▶ **Task**
For each line in the data that includes "below", make a copy.

Spatial localization data:
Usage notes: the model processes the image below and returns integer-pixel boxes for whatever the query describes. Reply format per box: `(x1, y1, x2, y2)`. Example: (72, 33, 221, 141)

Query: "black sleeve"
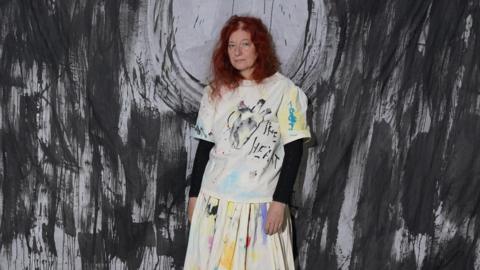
(272, 139, 304, 204)
(189, 139, 215, 198)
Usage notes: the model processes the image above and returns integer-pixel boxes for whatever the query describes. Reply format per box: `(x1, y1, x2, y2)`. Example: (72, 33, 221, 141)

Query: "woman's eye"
(241, 42, 250, 47)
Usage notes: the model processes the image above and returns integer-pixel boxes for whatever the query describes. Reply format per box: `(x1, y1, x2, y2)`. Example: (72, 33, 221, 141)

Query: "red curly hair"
(210, 15, 279, 99)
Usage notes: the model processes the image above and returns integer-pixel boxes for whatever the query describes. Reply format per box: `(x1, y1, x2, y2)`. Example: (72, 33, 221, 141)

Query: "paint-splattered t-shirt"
(192, 72, 311, 202)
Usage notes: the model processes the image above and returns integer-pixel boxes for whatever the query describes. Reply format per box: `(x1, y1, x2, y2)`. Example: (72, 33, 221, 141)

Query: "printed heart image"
(227, 99, 272, 149)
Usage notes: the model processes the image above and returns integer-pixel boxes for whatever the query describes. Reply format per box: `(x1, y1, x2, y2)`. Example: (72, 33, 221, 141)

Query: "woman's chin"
(235, 67, 255, 77)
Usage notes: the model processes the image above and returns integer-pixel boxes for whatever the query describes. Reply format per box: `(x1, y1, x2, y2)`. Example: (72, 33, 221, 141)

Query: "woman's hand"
(265, 201, 286, 235)
(187, 197, 197, 222)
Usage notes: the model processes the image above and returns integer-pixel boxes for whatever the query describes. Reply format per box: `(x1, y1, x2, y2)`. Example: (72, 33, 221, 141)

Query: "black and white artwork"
(1, 0, 479, 269)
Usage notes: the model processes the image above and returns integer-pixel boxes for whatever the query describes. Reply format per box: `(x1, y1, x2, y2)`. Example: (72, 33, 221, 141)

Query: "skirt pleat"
(184, 192, 295, 270)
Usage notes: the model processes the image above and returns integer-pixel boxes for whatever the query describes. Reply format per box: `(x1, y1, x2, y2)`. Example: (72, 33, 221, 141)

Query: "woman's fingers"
(266, 220, 275, 235)
(187, 197, 197, 222)
(265, 201, 286, 235)
(273, 220, 282, 234)
(265, 215, 273, 234)
(266, 221, 273, 235)
(274, 218, 282, 234)
(265, 213, 284, 235)
(275, 220, 282, 233)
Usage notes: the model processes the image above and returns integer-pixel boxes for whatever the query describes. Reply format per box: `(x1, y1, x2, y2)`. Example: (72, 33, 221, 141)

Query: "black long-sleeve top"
(189, 139, 304, 204)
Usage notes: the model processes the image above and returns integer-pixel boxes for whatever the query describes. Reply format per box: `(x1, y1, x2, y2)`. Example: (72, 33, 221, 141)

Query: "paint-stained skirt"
(184, 191, 295, 270)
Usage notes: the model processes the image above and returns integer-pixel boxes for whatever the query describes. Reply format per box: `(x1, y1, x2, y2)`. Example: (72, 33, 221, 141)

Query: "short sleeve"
(192, 86, 215, 143)
(277, 85, 311, 145)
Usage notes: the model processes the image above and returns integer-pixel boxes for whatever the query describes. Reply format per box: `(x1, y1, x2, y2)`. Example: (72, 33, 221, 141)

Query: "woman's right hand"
(187, 197, 197, 222)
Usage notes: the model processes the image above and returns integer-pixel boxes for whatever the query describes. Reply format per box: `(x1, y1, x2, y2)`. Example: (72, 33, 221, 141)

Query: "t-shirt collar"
(239, 72, 280, 87)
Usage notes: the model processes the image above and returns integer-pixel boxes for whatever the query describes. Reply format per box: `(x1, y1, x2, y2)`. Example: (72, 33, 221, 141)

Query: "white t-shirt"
(192, 72, 311, 202)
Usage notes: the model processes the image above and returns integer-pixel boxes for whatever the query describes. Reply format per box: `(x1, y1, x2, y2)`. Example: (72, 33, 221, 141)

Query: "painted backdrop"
(1, 0, 479, 269)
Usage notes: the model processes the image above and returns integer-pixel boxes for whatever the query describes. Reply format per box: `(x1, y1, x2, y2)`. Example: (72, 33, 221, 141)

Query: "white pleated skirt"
(183, 191, 295, 270)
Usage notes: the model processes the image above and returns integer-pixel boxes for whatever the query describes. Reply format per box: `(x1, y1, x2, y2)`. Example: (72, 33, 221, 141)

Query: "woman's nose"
(234, 46, 241, 55)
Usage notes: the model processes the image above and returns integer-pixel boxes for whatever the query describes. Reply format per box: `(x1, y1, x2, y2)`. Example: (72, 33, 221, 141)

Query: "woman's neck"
(240, 67, 254, 80)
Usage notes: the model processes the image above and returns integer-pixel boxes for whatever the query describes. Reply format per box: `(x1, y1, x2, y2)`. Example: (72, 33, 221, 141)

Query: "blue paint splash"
(288, 101, 297, 130)
(260, 203, 268, 244)
(217, 171, 240, 193)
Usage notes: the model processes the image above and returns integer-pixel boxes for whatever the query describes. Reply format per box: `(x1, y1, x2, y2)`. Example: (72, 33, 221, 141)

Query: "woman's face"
(227, 29, 258, 79)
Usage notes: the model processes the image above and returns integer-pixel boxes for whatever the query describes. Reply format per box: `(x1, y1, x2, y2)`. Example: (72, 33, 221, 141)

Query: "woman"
(184, 15, 310, 270)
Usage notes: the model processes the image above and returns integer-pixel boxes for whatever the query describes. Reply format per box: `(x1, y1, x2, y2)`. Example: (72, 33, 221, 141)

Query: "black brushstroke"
(154, 113, 188, 268)
(351, 121, 398, 269)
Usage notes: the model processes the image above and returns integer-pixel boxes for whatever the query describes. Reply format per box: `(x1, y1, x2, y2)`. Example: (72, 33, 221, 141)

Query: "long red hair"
(210, 15, 279, 99)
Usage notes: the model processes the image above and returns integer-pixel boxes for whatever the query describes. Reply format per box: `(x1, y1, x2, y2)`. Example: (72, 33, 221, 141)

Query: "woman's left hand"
(265, 201, 286, 235)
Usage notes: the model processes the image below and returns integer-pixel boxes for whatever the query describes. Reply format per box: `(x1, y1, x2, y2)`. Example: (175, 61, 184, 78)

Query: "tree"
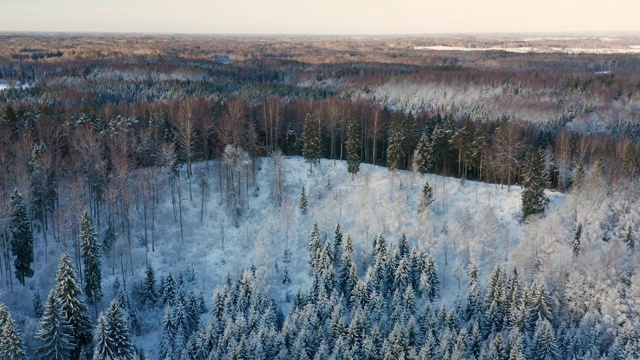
(412, 132, 433, 175)
(54, 252, 92, 357)
(222, 144, 251, 226)
(102, 221, 116, 258)
(162, 273, 176, 306)
(299, 187, 308, 215)
(420, 256, 439, 301)
(492, 123, 525, 190)
(624, 224, 635, 251)
(521, 148, 548, 220)
(33, 291, 44, 318)
(9, 188, 34, 285)
(159, 306, 177, 359)
(302, 112, 321, 173)
(387, 113, 404, 171)
(80, 210, 102, 309)
(0, 304, 26, 360)
(572, 223, 582, 256)
(104, 300, 135, 359)
(418, 182, 435, 213)
(531, 319, 557, 360)
(346, 115, 361, 180)
(35, 290, 75, 360)
(269, 148, 286, 207)
(142, 264, 158, 306)
(92, 314, 114, 360)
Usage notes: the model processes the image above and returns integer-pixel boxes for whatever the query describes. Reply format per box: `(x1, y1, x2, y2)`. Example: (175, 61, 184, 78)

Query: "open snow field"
(131, 157, 563, 308)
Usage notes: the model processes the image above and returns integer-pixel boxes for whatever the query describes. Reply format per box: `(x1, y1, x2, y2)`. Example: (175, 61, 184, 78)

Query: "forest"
(0, 33, 640, 359)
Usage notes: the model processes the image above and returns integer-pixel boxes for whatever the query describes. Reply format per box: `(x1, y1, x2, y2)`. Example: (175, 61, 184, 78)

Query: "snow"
(415, 45, 640, 54)
(0, 156, 571, 355)
(414, 45, 536, 53)
(115, 157, 556, 311)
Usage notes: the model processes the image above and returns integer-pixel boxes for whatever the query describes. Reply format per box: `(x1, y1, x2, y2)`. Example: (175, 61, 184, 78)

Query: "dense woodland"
(1, 34, 640, 359)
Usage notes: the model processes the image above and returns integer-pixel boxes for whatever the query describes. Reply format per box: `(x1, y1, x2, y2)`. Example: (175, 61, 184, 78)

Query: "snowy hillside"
(7, 156, 640, 358)
(140, 157, 556, 299)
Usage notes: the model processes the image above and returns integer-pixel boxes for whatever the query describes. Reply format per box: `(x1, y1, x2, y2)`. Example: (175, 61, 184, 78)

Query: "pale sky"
(1, 0, 639, 34)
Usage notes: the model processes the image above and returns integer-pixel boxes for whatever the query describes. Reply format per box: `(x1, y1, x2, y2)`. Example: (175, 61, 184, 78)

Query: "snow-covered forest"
(2, 34, 640, 359)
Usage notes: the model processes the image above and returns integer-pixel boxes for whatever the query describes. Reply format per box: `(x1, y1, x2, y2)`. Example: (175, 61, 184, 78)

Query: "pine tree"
(54, 252, 92, 357)
(0, 304, 27, 360)
(33, 291, 45, 318)
(418, 181, 435, 213)
(143, 264, 158, 306)
(302, 112, 321, 173)
(522, 148, 548, 220)
(105, 300, 134, 359)
(346, 115, 361, 180)
(35, 290, 75, 360)
(572, 223, 582, 256)
(80, 210, 102, 307)
(9, 189, 34, 286)
(299, 186, 308, 215)
(412, 132, 433, 174)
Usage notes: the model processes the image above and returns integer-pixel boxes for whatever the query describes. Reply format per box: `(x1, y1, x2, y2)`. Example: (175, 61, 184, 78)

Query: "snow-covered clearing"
(97, 157, 562, 313)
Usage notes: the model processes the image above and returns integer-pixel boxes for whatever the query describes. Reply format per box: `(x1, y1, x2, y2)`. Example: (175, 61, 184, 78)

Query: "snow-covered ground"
(0, 157, 574, 354)
(94, 157, 566, 314)
(414, 45, 640, 54)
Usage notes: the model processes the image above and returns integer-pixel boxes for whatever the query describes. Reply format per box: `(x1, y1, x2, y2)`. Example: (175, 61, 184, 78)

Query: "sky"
(1, 0, 639, 35)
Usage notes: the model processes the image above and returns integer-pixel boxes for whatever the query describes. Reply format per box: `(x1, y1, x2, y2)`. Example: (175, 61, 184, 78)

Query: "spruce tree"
(418, 181, 435, 213)
(54, 252, 92, 357)
(420, 256, 439, 301)
(143, 264, 158, 306)
(92, 314, 114, 360)
(35, 290, 75, 360)
(521, 148, 548, 220)
(9, 189, 34, 286)
(105, 299, 134, 359)
(387, 113, 404, 170)
(0, 304, 27, 360)
(624, 224, 635, 251)
(531, 319, 557, 360)
(412, 132, 433, 174)
(160, 306, 177, 359)
(80, 210, 102, 308)
(299, 186, 308, 215)
(162, 273, 176, 306)
(346, 115, 361, 180)
(33, 291, 45, 318)
(302, 112, 321, 173)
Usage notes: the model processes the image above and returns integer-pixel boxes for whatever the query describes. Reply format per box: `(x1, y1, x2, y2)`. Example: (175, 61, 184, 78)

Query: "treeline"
(2, 91, 639, 192)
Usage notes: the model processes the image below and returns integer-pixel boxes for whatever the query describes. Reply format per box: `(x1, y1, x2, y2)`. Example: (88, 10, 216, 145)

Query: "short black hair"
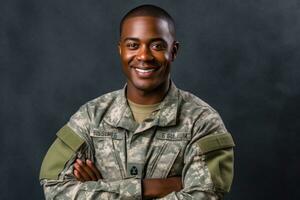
(120, 4, 176, 38)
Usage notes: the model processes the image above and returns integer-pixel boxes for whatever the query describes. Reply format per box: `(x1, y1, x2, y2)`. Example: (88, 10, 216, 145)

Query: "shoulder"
(178, 88, 218, 118)
(177, 88, 226, 136)
(80, 88, 123, 114)
(85, 89, 121, 108)
(68, 89, 122, 129)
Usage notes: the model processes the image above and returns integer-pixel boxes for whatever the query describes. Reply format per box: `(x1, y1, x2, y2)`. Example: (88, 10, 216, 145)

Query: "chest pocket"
(146, 132, 190, 178)
(90, 129, 125, 180)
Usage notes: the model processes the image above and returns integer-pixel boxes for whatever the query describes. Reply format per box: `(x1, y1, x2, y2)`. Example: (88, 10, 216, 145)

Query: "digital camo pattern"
(41, 82, 233, 199)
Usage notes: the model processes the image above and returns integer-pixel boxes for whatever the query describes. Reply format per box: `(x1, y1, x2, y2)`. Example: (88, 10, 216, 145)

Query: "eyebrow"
(123, 37, 166, 43)
(123, 37, 139, 42)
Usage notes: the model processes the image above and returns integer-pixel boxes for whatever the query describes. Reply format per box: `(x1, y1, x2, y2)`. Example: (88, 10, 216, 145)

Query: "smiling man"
(40, 5, 235, 199)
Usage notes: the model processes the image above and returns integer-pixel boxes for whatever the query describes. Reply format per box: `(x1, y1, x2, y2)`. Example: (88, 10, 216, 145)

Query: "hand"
(143, 177, 182, 199)
(73, 159, 102, 182)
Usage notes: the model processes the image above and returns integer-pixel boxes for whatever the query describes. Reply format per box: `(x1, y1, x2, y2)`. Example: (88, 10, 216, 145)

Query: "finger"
(76, 159, 97, 181)
(74, 163, 88, 181)
(74, 169, 84, 182)
(86, 159, 102, 179)
(74, 162, 92, 181)
(86, 160, 102, 179)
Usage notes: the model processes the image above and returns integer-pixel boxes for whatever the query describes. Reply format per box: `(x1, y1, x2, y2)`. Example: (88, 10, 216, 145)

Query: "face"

▶ **Response to this exercise**
Usage notes: the model processes the image below and returns integer-pixel boxes for whatever the query describes. Reply format per box: `(x1, y1, x2, y2)`. Example: (72, 33, 221, 141)
Usage notes: the model processes the image below and returns integer-pixel boxes for whatever the query describes. Reply format per box: `(x1, y1, x2, y2)`. Example: (175, 61, 184, 78)
Usage notes: the model processes the image below and returns integer-pixel boxes for whatever the query describes. Reply format per box: `(x1, y1, x2, y2)`. Example: (88, 10, 216, 145)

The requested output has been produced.